Task to carry out:
Can you reproduce the data below verbatim, character for character, with the pictures left out?

Rows from a segmentation dataset:
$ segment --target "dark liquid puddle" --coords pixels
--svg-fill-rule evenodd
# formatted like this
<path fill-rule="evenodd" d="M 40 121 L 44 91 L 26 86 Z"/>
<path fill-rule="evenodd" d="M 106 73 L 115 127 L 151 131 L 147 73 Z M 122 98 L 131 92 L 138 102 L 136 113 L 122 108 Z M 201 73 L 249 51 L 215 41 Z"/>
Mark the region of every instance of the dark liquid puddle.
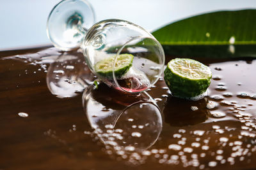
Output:
<path fill-rule="evenodd" d="M 42 53 L 46 56 L 44 57 Z M 71 160 L 91 149 L 87 156 L 92 157 L 95 154 L 95 159 L 110 157 L 113 164 L 120 162 L 116 168 L 127 164 L 140 165 L 145 169 L 161 167 L 162 164 L 164 167 L 171 166 L 176 169 L 189 166 L 199 169 L 225 169 L 230 166 L 237 169 L 256 167 L 254 162 L 256 159 L 255 60 L 209 62 L 212 78 L 207 90 L 208 96 L 199 101 L 191 101 L 172 97 L 163 77 L 147 93 L 136 96 L 117 92 L 103 83 L 99 85 L 98 89 L 93 89 L 91 85 L 95 77 L 91 74 L 83 56 L 79 53 L 61 54 L 55 48 L 49 48 L 38 53 L 2 57 L 2 59 L 4 60 L 1 60 L 1 66 L 6 66 L 2 67 L 1 73 L 7 73 L 9 69 L 9 73 L 6 73 L 10 74 L 9 77 L 14 78 L 13 75 L 17 74 L 17 78 L 8 84 L 4 83 L 8 81 L 6 80 L 8 76 L 1 78 L 6 80 L 1 85 L 2 96 L 8 96 L 6 91 L 24 90 L 26 87 L 30 87 L 30 90 L 26 91 L 29 92 L 33 89 L 31 87 L 39 86 L 44 91 L 48 90 L 48 94 L 45 92 L 37 95 L 41 95 L 41 97 L 48 101 L 39 102 L 39 96 L 31 97 L 28 94 L 28 96 L 38 101 L 36 104 L 42 110 L 52 110 L 44 115 L 40 113 L 42 111 L 28 109 L 28 107 L 35 109 L 29 104 L 22 106 L 19 104 L 23 102 L 19 97 L 25 95 L 21 92 L 19 93 L 21 97 L 9 97 L 18 103 L 19 107 L 16 106 L 11 109 L 10 101 L 3 103 L 6 106 L 3 104 L 2 108 L 9 113 L 3 114 L 3 117 L 12 121 L 12 124 L 21 124 L 20 117 L 25 117 L 24 119 L 31 117 L 30 113 L 27 112 L 39 113 L 33 115 L 34 119 L 38 124 L 42 124 L 40 118 L 44 117 L 45 123 L 44 126 L 38 124 L 36 129 L 40 130 L 36 132 L 44 129 L 44 133 L 39 136 L 45 135 L 50 141 L 58 141 L 58 145 L 63 148 L 75 148 L 72 153 L 66 153 L 73 157 Z M 19 65 L 19 69 L 16 69 L 12 64 Z M 24 73 L 20 72 L 22 70 Z M 34 83 L 28 81 L 32 79 L 28 78 L 27 74 L 32 74 Z M 76 118 L 69 113 L 73 113 L 74 110 L 67 111 L 69 108 L 74 109 L 71 106 L 73 105 L 76 106 L 76 112 L 83 113 L 81 96 L 84 89 L 82 100 L 83 108 L 93 132 L 84 115 L 74 114 Z M 30 93 L 35 94 L 33 92 Z M 6 99 L 4 97 L 1 100 Z M 71 97 L 73 98 L 67 99 Z M 64 108 L 61 110 L 63 111 L 63 115 L 52 115 L 54 113 L 58 113 L 58 108 L 54 110 L 54 104 L 51 107 L 44 106 L 53 102 L 59 108 Z M 52 120 L 49 121 L 47 118 Z M 54 125 L 54 121 L 60 126 Z M 4 121 L 2 123 L 6 124 Z M 22 125 L 26 126 L 26 124 Z M 56 134 L 56 131 L 60 132 Z M 67 134 L 67 131 L 74 134 Z M 22 131 L 19 132 L 22 134 Z M 3 136 L 11 140 L 13 138 L 10 136 L 10 134 L 6 132 Z M 19 138 L 22 139 L 21 137 Z M 35 138 L 37 138 L 35 141 L 40 139 L 40 137 Z M 88 143 L 91 138 L 93 140 L 90 140 L 89 143 L 91 148 L 77 146 Z M 100 143 L 95 145 L 99 141 Z M 23 146 L 26 145 L 30 144 L 25 143 Z M 72 145 L 76 146 L 72 147 Z M 46 149 L 42 147 L 38 150 Z M 12 155 L 10 150 L 4 151 L 7 155 Z M 49 153 L 51 153 L 51 150 L 41 151 L 38 154 Z M 52 156 L 54 154 L 60 155 L 60 152 L 55 150 L 52 152 Z M 60 161 L 57 160 L 56 162 Z M 3 167 L 8 167 L 6 164 L 3 165 Z M 96 169 L 100 167 L 98 165 Z"/>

Exercise output:
$ segment --target "dark liquid puddle" --coords pixels
--svg-fill-rule evenodd
# formatted like this
<path fill-rule="evenodd" d="M 40 121 L 44 91 L 26 86 Z"/>
<path fill-rule="evenodd" d="M 106 73 L 115 127 L 151 131 L 147 73 Z M 122 98 L 131 92 L 138 102 L 136 113 L 122 108 Z M 201 73 L 249 51 L 215 41 Z"/>
Mark the region of every instance of the dark liquid puddle.
Output:
<path fill-rule="evenodd" d="M 42 53 L 46 56 L 44 57 Z M 71 160 L 91 149 L 87 156 L 92 157 L 95 154 L 95 159 L 110 157 L 113 164 L 120 162 L 116 168 L 127 164 L 140 165 L 145 169 L 161 167 L 162 164 L 164 167 L 171 166 L 176 169 L 189 166 L 199 169 L 225 169 L 230 166 L 237 169 L 256 167 L 254 162 L 256 159 L 255 60 L 209 62 L 212 78 L 207 90 L 208 96 L 199 101 L 191 101 L 172 97 L 163 77 L 147 93 L 136 96 L 117 92 L 103 83 L 99 85 L 98 89 L 93 89 L 91 85 L 95 77 L 91 74 L 83 56 L 79 53 L 61 54 L 55 48 L 49 48 L 38 53 L 2 57 L 2 59 L 4 60 L 1 60 L 1 66 L 6 66 L 2 67 L 1 73 L 7 73 L 9 69 L 9 73 L 6 73 L 10 74 L 9 77 L 14 78 L 13 75 L 17 74 L 17 78 L 8 84 L 4 83 L 8 81 L 6 80 L 8 76 L 1 78 L 6 80 L 1 85 L 2 96 L 8 96 L 6 91 L 24 90 L 26 87 L 30 87 L 30 90 L 26 91 L 29 92 L 33 89 L 31 87 L 39 86 L 44 91 L 48 90 L 48 94 L 45 92 L 37 95 L 41 95 L 41 97 L 48 101 L 39 102 L 39 96 L 31 97 L 28 94 L 28 96 L 38 101 L 36 104 L 42 110 L 52 110 L 44 115 L 40 113 L 42 111 L 28 109 L 28 107 L 35 109 L 29 104 L 22 106 L 19 104 L 23 102 L 19 97 L 25 95 L 21 92 L 19 93 L 21 97 L 9 97 L 18 103 L 19 107 L 16 106 L 11 109 L 10 101 L 3 103 L 6 106 L 3 104 L 2 108 L 9 113 L 3 114 L 3 117 L 12 121 L 12 124 L 21 124 L 20 117 L 25 117 L 24 119 L 31 117 L 30 113 L 27 112 L 39 113 L 33 115 L 34 119 L 38 124 L 42 124 L 40 118 L 44 117 L 45 123 L 44 126 L 38 124 L 36 129 L 40 130 L 36 132 L 44 129 L 44 133 L 39 136 L 45 135 L 50 141 L 58 141 L 58 145 L 63 148 L 75 148 L 72 153 L 66 153 L 73 157 Z M 19 65 L 19 69 L 16 69 L 12 64 Z M 24 73 L 20 72 L 22 70 Z M 34 83 L 28 81 L 32 79 L 28 78 L 27 74 L 32 74 Z M 76 118 L 69 113 L 73 113 L 74 110 L 67 111 L 69 108 L 74 109 L 71 106 L 73 105 L 76 106 L 76 112 L 83 113 L 81 96 L 84 89 L 82 100 L 83 108 L 93 132 L 84 115 L 74 114 Z M 30 93 L 35 94 L 33 92 Z M 6 99 L 4 97 L 1 100 Z M 71 97 L 73 98 L 67 99 Z M 64 108 L 61 110 L 63 111 L 63 115 L 52 115 L 54 113 L 58 113 L 58 108 L 54 110 L 54 104 L 51 107 L 44 106 L 53 102 L 59 108 Z M 52 120 L 49 121 L 47 118 Z M 54 125 L 54 121 L 60 126 Z M 4 121 L 2 123 L 6 124 Z M 22 125 L 26 126 L 26 124 Z M 56 134 L 56 131 L 60 132 Z M 67 134 L 67 131 L 74 134 Z M 22 131 L 19 132 L 22 134 Z M 3 136 L 11 140 L 13 138 L 10 136 L 10 134 L 6 132 Z M 19 138 L 22 139 L 21 137 Z M 35 138 L 37 138 L 35 141 L 40 139 L 40 137 Z M 88 143 L 91 138 L 93 140 L 90 140 L 89 143 L 91 148 L 77 146 Z M 100 143 L 95 145 L 99 141 Z M 23 146 L 26 145 L 30 144 L 25 143 Z M 72 145 L 76 146 L 72 147 Z M 46 149 L 42 147 L 38 150 Z M 12 155 L 10 150 L 4 151 L 7 155 Z M 49 153 L 51 153 L 51 150 L 41 151 L 38 154 Z M 52 156 L 54 154 L 60 155 L 60 152 L 55 150 L 52 152 Z M 60 161 L 57 160 L 56 162 Z M 3 167 L 8 167 L 6 164 L 3 165 Z M 96 169 L 100 167 L 98 165 Z"/>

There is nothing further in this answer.